→ WORK INSTRUCTIONS: Write out each record again exactly as it stands.

→ DATA TO USE:
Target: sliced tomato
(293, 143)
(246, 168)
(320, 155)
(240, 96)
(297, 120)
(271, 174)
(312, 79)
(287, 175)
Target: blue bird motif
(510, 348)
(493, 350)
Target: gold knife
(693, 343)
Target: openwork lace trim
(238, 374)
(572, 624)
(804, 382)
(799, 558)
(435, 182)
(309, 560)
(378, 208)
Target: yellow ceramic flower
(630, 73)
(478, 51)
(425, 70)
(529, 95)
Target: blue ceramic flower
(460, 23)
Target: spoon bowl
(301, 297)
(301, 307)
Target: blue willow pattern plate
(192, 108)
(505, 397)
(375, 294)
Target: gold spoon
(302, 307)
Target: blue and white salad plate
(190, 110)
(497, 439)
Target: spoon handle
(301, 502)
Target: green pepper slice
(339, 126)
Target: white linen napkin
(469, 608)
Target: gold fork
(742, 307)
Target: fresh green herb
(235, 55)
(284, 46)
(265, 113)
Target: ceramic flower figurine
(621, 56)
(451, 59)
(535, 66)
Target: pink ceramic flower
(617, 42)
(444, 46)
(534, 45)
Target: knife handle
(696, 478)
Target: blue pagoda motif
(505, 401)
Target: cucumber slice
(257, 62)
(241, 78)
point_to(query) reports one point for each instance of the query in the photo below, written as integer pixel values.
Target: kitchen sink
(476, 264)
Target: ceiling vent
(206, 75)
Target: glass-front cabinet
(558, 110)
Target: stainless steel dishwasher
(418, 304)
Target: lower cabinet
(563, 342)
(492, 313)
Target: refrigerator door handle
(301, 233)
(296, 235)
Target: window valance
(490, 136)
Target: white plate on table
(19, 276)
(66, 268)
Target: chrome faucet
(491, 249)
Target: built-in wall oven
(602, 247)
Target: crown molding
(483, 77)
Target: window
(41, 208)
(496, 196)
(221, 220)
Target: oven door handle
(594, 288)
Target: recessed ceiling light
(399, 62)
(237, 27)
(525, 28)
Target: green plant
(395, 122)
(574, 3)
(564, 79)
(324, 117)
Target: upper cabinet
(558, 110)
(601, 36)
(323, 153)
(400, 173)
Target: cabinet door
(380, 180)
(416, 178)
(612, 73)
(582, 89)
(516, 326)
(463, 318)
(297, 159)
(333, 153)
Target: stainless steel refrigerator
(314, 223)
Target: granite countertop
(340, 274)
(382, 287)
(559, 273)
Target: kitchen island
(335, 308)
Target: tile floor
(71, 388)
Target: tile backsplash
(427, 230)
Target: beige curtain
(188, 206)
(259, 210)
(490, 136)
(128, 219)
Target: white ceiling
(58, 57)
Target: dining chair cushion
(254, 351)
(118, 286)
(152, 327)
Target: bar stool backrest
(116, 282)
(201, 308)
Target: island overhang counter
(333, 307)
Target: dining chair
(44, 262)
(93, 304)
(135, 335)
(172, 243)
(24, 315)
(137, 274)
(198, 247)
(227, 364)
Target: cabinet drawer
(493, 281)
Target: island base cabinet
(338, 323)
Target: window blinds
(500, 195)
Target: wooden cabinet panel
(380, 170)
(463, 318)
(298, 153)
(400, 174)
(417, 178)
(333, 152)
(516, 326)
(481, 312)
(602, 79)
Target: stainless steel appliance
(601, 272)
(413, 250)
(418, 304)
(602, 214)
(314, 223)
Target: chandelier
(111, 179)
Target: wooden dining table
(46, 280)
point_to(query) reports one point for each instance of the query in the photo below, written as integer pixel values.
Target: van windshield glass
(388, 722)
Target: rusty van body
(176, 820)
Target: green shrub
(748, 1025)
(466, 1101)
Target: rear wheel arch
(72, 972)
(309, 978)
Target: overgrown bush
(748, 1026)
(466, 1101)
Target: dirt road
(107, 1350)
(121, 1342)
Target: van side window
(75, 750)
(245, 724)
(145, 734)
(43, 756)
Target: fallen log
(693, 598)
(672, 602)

→ WRITTEN REPLY:
Target: sliced tomato
(293, 143)
(246, 168)
(320, 155)
(240, 96)
(297, 120)
(271, 174)
(312, 79)
(287, 175)
Target: blue bird motif
(510, 348)
(493, 350)
Target: gold knife
(693, 343)
Target: openwork lace trim
(238, 374)
(572, 624)
(804, 382)
(799, 558)
(435, 182)
(309, 560)
(378, 208)
Target: yellow ceramic flower
(630, 73)
(478, 51)
(425, 70)
(529, 95)
Target: blue ceramic flower
(460, 23)
Target: spoon bowl
(301, 297)
(301, 307)
Target: blue willow pattern plate
(192, 108)
(505, 397)
(375, 294)
Target: gold spoon
(302, 307)
Target: blue and white salad plate
(190, 110)
(497, 439)
Target: spoon handle
(301, 502)
Target: green pepper slice
(339, 126)
Target: white linen napkin
(469, 608)
Target: gold fork
(742, 307)
Target: fresh green herb
(235, 55)
(284, 46)
(265, 113)
Target: ceramic flower figurine
(621, 56)
(451, 59)
(535, 66)
Target: pink ceramic flower
(617, 42)
(444, 46)
(534, 45)
Target: knife handle
(696, 478)
Target: blue pagoda motif
(505, 401)
Target: cucumber slice
(257, 62)
(241, 78)
point_to(query) reports one point for each instance of the query in the photo below, written as integer pixel values.
Target: kitchen sink
(476, 264)
Target: ceiling vent
(206, 75)
Target: glass-front cabinet
(558, 110)
Target: stainless steel dishwasher
(418, 304)
Target: lower cabinet
(563, 342)
(492, 313)
Target: refrigerator door handle
(301, 233)
(296, 235)
Target: window valance
(490, 136)
Target: white plate on table
(19, 276)
(66, 268)
Target: chrome faucet
(491, 249)
Target: built-in wall oven
(602, 247)
Target: crown molding
(483, 77)
Target: window
(41, 208)
(496, 196)
(221, 220)
Target: oven door handle
(594, 288)
Target: recessed ceiling light
(399, 62)
(237, 27)
(525, 28)
Target: green plant
(395, 122)
(574, 3)
(564, 79)
(324, 117)
Target: upper cabinet
(558, 110)
(601, 36)
(323, 153)
(400, 173)
Target: cabinet door
(380, 180)
(416, 178)
(612, 73)
(582, 89)
(516, 326)
(463, 318)
(297, 159)
(333, 153)
Target: stainless steel refrigerator
(314, 223)
Target: granite countertop
(340, 274)
(382, 287)
(559, 273)
Target: kitchen island
(335, 308)
Target: tile floor
(71, 388)
Target: tile backsplash
(427, 230)
Target: beige curtain
(188, 206)
(259, 210)
(490, 136)
(128, 219)
Target: white ceiling
(58, 57)
Target: dining chair cushion
(254, 351)
(118, 286)
(152, 327)
Target: bar stool backrest
(116, 282)
(201, 308)
Target: island overhang counter
(333, 307)
Target: dining chair
(44, 262)
(93, 304)
(135, 335)
(172, 243)
(24, 315)
(137, 274)
(198, 247)
(227, 364)
Target: cabinet drawer
(493, 281)
Target: island base cabinet
(338, 323)
Target: window blinds
(500, 195)
Target: wooden cabinet panel
(380, 170)
(463, 318)
(298, 153)
(400, 174)
(417, 178)
(333, 152)
(516, 326)
(481, 312)
(602, 79)
Target: stainless steel appliance
(601, 272)
(413, 250)
(418, 304)
(602, 214)
(314, 223)
Target: chandelier
(111, 179)
Target: wooden dining table
(46, 280)
point_to(query) reports one point for each instance of the query in the photo below, written as integer pixel values.
Target: van windshield glass
(388, 722)
Target: rusty van body
(176, 820)
Target: green shrub
(748, 1025)
(466, 1101)
Target: rear wheel arch
(72, 972)
(309, 978)
Target: overgrown bush
(748, 1026)
(466, 1101)
Target: dirt road
(107, 1350)
(121, 1342)
Target: van side window
(75, 750)
(245, 724)
(145, 734)
(43, 756)
Target: fallen log
(693, 598)
(672, 602)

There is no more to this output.